═══ EXTRACT ═══

What does Budget 2021 mean for self-employed taxi drivers?

Last week, the Government announced details of the 2021 budget. Some of the new measures announced were in support of the self-employed and those working from home. Dhai Almutairi spoke with a taxi driver directly impacted by these changes.

Photo taken by Canpac Swire. Sourced from Flickr.

Budget 2021 is one of the most anticipated budgets in the State’s history, aimed at tackling and recovering from the fallout of two major issues, the COVID-19 pandemic and Brexit.  

The public waited to see how the Government would respond to the hard challenges facing the State. 

The Government declared that people who are self-employed would be able to request the Pandemic Unemployment Payment (PUP) while taking up intermittent work.  

This measure is directed at supporting those who have been severely affected by the pandemic. This means that self-employed workers will be able to obtain a total of €480 a month, or €120 a week without losing the payment. 

Self-employed workers are set to also benefit from increased tax credits announced in the budget.

The income tax credit for self-employed workers is set to rise by €150, and this increase will also retroactively apply for 2020. The income tax credit will be included in line with the PAYE tax credit that workers can claim. 

While many self-employed workers welcomed the new measures, others, including taxi drivers, believe these measures are not enough.  

Adedayo Odin, a Nigerian-Irish taxi driver in Dublin, has been a taxi driver for over ten years.

He talked to TheCity.ie about the changes taxi drivers have experienced since the lockdown and the new remarks announced in Budget 2021. 

“As a taxi driver myself, we need support from the state at this incredibly difficult time; with the budget announced last week, things became more difficult and unbearing,” said Odin. 

“As a taxi driver myself, we need support from the state at this incredibly difficult time; with the budget announced last week, things became more difficult and unbearing.” 

This pandemic has deeply affected the taxi industry with the collapse in tourism and the complete absence of sporting and social activities. Many taxi drivers are “struggling to make ends meet now,” he said. 

“I expected that there would be particular measures aimed for taxi drivers in the budget meeting; we need support, and the government should put special support in place for this sector,” he said.

The Budget 2021 included some new measures that could negatively affect taxi drivers.

The Finance Minister, Paschal Donohoe announced many new changes last week, including an increase in fuel prices. 

Green vehicle tax breaks and higher VRT rates for polluting vehicles were some of the other measures to impact commuters nationally. 

“Many of my taxi driver friends and others are working in the pandemic at low payment in important services, driving frontline workers to their jobs and from their jobs, and yet we weren’t specifically mentioned in the budget,” said Odin.

Over the past ten years, Odin had always parked his taxi at the end of Grafton Street, along with many other taxi drivers. Due to the introduction of level 5 restrictions this week, this street will be quiet and they will see far less customers. 

“I miss this part of my morning so much, things started to look good in the summer, but I couldn’t see my friends and hang out with them like before,” expressed Odin.

“My mother lives with my family and me, and being a taxi driver does scare me that I might infect her,” he said.

═══

• _WHAT IS EXPECTED_
Can you reproduce, word for word, the part of the Budget 2021 article starting with "The public waited" and going on through "losing the payment."?

═══ EXCERPTED RECORDS ═══

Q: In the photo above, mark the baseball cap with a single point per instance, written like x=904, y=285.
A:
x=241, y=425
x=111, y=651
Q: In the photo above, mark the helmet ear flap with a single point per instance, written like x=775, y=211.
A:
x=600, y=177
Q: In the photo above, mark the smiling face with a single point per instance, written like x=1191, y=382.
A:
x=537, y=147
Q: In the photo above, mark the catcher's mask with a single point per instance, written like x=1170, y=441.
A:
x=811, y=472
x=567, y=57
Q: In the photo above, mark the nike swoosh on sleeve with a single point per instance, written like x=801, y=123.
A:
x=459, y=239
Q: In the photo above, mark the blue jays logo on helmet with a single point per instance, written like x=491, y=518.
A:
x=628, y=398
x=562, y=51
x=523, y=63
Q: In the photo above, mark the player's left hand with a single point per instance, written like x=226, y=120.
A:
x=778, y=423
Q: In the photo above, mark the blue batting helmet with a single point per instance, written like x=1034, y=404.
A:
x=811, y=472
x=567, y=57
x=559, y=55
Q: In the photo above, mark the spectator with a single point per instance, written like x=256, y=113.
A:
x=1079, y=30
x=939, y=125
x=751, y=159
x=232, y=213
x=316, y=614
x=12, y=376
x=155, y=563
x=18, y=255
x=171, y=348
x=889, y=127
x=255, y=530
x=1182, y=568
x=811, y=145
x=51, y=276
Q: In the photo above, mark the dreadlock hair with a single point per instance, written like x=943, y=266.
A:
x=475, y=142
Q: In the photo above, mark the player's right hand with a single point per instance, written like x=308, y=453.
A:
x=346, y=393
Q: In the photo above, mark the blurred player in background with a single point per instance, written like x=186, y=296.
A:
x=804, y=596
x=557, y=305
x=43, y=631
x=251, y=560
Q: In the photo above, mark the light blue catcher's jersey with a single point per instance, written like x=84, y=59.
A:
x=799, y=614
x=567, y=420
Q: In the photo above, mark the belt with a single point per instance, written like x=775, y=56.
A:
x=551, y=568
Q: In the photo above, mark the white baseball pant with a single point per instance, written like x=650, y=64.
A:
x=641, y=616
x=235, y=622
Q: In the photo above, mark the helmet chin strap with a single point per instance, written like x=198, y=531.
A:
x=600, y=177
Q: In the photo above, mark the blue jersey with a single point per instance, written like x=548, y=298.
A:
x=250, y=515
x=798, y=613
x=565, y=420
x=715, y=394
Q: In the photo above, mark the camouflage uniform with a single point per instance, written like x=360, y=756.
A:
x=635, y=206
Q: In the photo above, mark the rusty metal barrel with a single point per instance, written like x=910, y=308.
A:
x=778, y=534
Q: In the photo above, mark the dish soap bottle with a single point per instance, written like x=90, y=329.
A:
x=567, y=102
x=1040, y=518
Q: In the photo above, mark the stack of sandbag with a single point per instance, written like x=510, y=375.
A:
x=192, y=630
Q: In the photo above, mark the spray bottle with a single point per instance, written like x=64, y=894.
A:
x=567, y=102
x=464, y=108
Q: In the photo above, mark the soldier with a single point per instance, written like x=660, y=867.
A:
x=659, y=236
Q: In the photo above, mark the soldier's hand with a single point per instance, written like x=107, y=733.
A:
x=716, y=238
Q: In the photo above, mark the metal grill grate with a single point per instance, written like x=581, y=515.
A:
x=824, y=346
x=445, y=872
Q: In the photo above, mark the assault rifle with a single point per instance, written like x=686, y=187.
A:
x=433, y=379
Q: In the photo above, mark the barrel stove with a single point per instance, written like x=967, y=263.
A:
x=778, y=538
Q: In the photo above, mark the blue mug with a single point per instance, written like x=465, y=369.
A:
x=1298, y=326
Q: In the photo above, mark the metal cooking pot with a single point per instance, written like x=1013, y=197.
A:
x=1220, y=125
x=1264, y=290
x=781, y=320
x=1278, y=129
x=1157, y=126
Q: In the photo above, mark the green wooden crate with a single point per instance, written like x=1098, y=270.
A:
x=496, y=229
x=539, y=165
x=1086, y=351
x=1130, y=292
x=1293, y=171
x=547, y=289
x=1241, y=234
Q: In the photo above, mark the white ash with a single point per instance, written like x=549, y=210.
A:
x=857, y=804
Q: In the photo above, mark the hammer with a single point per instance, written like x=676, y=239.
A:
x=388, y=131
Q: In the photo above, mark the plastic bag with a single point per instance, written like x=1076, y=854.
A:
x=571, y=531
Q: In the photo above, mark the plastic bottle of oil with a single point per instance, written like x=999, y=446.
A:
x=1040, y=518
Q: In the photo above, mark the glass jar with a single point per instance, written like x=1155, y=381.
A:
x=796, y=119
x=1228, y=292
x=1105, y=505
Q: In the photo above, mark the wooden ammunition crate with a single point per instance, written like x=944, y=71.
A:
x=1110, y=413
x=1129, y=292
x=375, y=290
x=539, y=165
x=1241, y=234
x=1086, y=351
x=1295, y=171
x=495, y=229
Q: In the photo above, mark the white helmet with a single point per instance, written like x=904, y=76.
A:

═══

• _EXERCISE ANSWER_
The public waited to see how the Government would respond to the hard challenges facing the State. 

The Government declared that people who are self-employed would be able to request the Pandemic Unemployment Payment (PUP) while taking up intermittent work.  

This measure is directed at supporting those who have been severely affected by the pandemic. This means that self-employed workers will be able to obtain a total of €480 a month, or €120 a week without losing the payment.